## MATERIAL FOR THIS EXERCISE

● ● ● ● ● ● ●

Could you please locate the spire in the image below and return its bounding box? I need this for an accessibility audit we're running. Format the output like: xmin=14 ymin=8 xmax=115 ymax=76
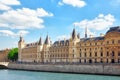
xmin=85 ymin=27 xmax=87 ymax=38
xmin=44 ymin=35 xmax=50 ymax=44
xmin=77 ymin=33 xmax=80 ymax=39
xmin=38 ymin=37 xmax=42 ymax=45
xmin=72 ymin=28 xmax=77 ymax=39
xmin=19 ymin=36 xmax=24 ymax=43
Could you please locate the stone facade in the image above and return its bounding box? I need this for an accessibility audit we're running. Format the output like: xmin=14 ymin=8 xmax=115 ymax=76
xmin=0 ymin=49 xmax=10 ymax=62
xmin=18 ymin=26 xmax=120 ymax=63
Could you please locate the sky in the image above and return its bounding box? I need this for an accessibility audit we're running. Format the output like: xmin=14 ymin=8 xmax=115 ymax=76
xmin=0 ymin=0 xmax=120 ymax=50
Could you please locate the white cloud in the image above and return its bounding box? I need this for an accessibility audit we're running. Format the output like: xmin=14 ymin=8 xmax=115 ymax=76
xmin=58 ymin=0 xmax=86 ymax=8
xmin=58 ymin=2 xmax=64 ymax=6
xmin=87 ymin=29 xmax=96 ymax=37
xmin=0 ymin=0 xmax=20 ymax=5
xmin=57 ymin=35 xmax=70 ymax=40
xmin=0 ymin=30 xmax=29 ymax=37
xmin=17 ymin=30 xmax=29 ymax=36
xmin=0 ymin=30 xmax=15 ymax=36
xmin=0 ymin=0 xmax=20 ymax=10
xmin=74 ymin=14 xmax=115 ymax=30
xmin=0 ymin=8 xmax=53 ymax=29
xmin=0 ymin=3 xmax=11 ymax=10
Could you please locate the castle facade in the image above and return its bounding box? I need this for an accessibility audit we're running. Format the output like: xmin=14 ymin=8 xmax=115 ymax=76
xmin=0 ymin=49 xmax=10 ymax=62
xmin=18 ymin=26 xmax=120 ymax=63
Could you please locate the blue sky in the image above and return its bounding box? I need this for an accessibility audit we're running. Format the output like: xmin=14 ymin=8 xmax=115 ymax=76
xmin=0 ymin=0 xmax=120 ymax=50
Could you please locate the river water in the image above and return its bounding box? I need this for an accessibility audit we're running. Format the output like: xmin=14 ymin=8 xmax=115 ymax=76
xmin=0 ymin=69 xmax=120 ymax=80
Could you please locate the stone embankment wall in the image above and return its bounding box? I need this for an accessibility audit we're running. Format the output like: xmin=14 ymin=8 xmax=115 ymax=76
xmin=7 ymin=63 xmax=120 ymax=75
xmin=0 ymin=65 xmax=7 ymax=69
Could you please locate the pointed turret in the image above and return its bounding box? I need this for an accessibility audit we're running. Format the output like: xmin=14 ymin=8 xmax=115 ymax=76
xmin=85 ymin=27 xmax=87 ymax=38
xmin=38 ymin=37 xmax=42 ymax=45
xmin=44 ymin=35 xmax=50 ymax=44
xmin=72 ymin=28 xmax=77 ymax=39
xmin=77 ymin=33 xmax=80 ymax=39
xmin=19 ymin=36 xmax=24 ymax=43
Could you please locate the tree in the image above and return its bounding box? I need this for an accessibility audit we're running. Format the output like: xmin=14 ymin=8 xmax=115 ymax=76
xmin=8 ymin=48 xmax=18 ymax=61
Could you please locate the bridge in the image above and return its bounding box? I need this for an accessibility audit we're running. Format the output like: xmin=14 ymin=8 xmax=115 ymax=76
xmin=0 ymin=62 xmax=9 ymax=68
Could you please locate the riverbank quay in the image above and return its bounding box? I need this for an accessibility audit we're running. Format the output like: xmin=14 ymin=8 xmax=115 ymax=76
xmin=6 ymin=62 xmax=120 ymax=76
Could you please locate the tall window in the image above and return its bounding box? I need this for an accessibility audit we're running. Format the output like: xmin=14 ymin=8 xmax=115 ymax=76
xmin=95 ymin=59 xmax=97 ymax=63
xmin=107 ymin=41 xmax=109 ymax=44
xmin=118 ymin=51 xmax=120 ymax=56
xmin=112 ymin=40 xmax=114 ymax=44
xmin=95 ymin=43 xmax=97 ymax=45
xmin=84 ymin=59 xmax=86 ymax=63
xmin=90 ymin=48 xmax=91 ymax=51
xmin=80 ymin=53 xmax=81 ymax=57
xmin=112 ymin=51 xmax=114 ymax=56
xmin=95 ymin=52 xmax=97 ymax=57
xmin=90 ymin=52 xmax=92 ymax=57
xmin=80 ymin=49 xmax=81 ymax=51
xmin=107 ymin=52 xmax=109 ymax=56
xmin=101 ymin=59 xmax=103 ymax=63
xmin=73 ymin=54 xmax=74 ymax=57
xmin=101 ymin=52 xmax=103 ymax=56
xmin=85 ymin=53 xmax=86 ymax=57
xmin=79 ymin=59 xmax=81 ymax=63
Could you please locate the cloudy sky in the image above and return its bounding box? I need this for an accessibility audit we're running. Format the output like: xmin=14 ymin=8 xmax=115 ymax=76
xmin=0 ymin=0 xmax=120 ymax=50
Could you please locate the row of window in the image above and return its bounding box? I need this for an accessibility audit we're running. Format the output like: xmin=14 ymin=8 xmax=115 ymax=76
xmin=80 ymin=51 xmax=120 ymax=57
xmin=80 ymin=47 xmax=103 ymax=51
xmin=49 ymin=49 xmax=69 ymax=53
xmin=79 ymin=58 xmax=120 ymax=63
xmin=54 ymin=42 xmax=69 ymax=47
xmin=80 ymin=40 xmax=120 ymax=46
xmin=45 ymin=54 xmax=69 ymax=58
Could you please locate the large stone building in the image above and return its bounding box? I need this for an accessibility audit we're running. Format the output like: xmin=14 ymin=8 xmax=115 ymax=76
xmin=18 ymin=26 xmax=120 ymax=63
xmin=0 ymin=49 xmax=10 ymax=62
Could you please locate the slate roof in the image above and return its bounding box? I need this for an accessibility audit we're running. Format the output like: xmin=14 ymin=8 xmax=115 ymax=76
xmin=80 ymin=37 xmax=104 ymax=42
xmin=53 ymin=40 xmax=69 ymax=45
xmin=106 ymin=26 xmax=120 ymax=33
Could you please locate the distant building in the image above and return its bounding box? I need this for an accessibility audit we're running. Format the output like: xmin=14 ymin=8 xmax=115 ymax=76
xmin=0 ymin=49 xmax=10 ymax=62
xmin=18 ymin=26 xmax=120 ymax=63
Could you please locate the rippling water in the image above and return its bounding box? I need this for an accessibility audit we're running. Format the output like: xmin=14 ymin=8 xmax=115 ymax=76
xmin=0 ymin=70 xmax=120 ymax=80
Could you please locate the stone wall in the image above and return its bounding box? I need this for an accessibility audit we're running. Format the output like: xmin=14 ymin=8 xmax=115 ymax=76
xmin=7 ymin=63 xmax=120 ymax=75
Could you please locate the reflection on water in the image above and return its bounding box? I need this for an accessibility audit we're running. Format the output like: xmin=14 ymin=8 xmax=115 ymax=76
xmin=0 ymin=70 xmax=120 ymax=80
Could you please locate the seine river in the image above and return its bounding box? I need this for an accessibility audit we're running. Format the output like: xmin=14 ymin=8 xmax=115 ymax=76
xmin=0 ymin=69 xmax=120 ymax=80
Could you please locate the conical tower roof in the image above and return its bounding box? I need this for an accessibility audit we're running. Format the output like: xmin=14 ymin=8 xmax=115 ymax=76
xmin=38 ymin=37 xmax=42 ymax=45
xmin=72 ymin=28 xmax=76 ymax=39
xmin=19 ymin=36 xmax=24 ymax=43
xmin=44 ymin=35 xmax=50 ymax=44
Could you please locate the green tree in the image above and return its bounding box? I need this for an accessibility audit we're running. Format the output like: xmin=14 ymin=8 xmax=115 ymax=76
xmin=8 ymin=48 xmax=18 ymax=61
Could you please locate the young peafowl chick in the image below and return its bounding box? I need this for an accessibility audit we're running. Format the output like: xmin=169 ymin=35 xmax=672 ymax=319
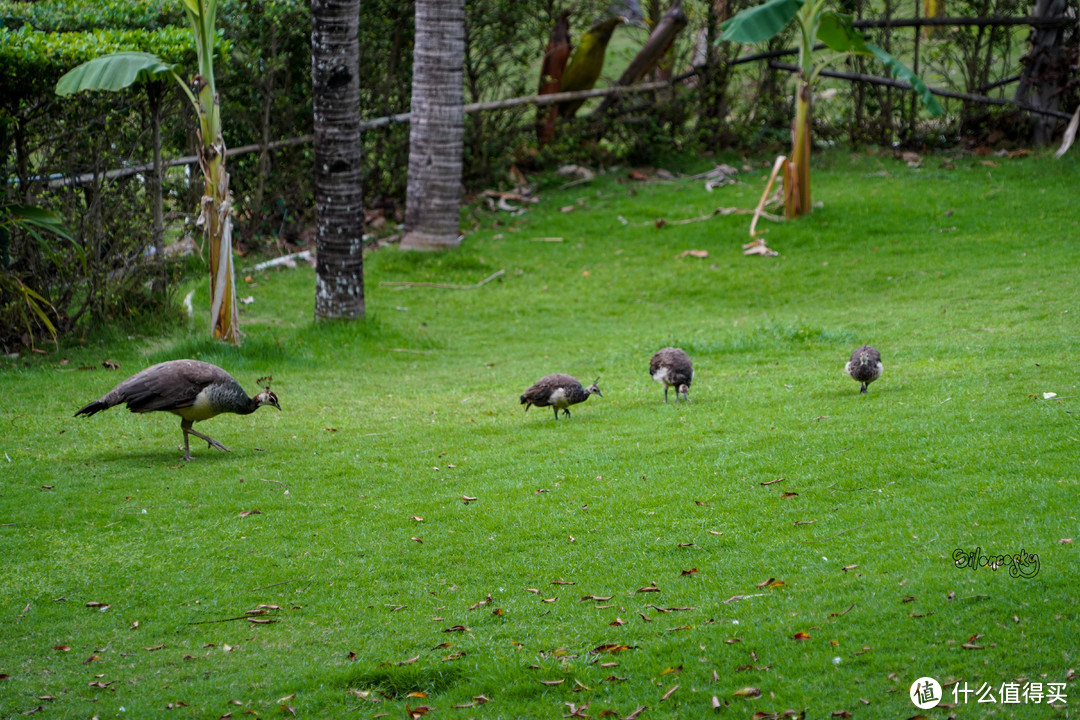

● ● ● ● ● ● ●

## WORK TO BE COMPLETED
What is needed is an exact copy of every line from the one with "Could you please locate the stone wall" to the end of the listing above, with the pictures left out.

## ANSWER SPACE
Could you please locate the stone wall in the image above and return its bounding box? I need this for an accessibility audit we're running. Format the output like: xmin=14 ymin=8 xmax=115 ymax=76
xmin=7 ymin=63 xmax=120 ymax=75
Could you please locate the reflection on water in the image above and return its bounding box? I need this for an accessibility audit we're running. Format the output like: xmin=14 ymin=8 xmax=115 ymax=76
xmin=0 ymin=70 xmax=120 ymax=80
Could you please locate the seine river in the image above and return its bounding box? I need this for an accessibility audit we're running. Format the output like: xmin=14 ymin=8 xmax=115 ymax=76
xmin=0 ymin=69 xmax=120 ymax=80
Could you please locate the conical tower roof in the image above and return its bounding box? I need this for an accessibility audit we're running. Format the output like: xmin=14 ymin=8 xmax=115 ymax=76
xmin=38 ymin=37 xmax=42 ymax=45
xmin=72 ymin=28 xmax=76 ymax=39
xmin=19 ymin=36 xmax=24 ymax=43
xmin=44 ymin=35 xmax=50 ymax=44
Could you please locate the green tree in the image above and return its bounding box? I need this for an accessibility audit we're running. Format the output like: xmin=14 ymin=8 xmax=115 ymax=76
xmin=8 ymin=48 xmax=18 ymax=61
Could you please locate the young peafowl chick in the image below and return its bounding box? I need this for an accessibility audit we're running. Format the output like: xmin=169 ymin=35 xmax=672 ymax=319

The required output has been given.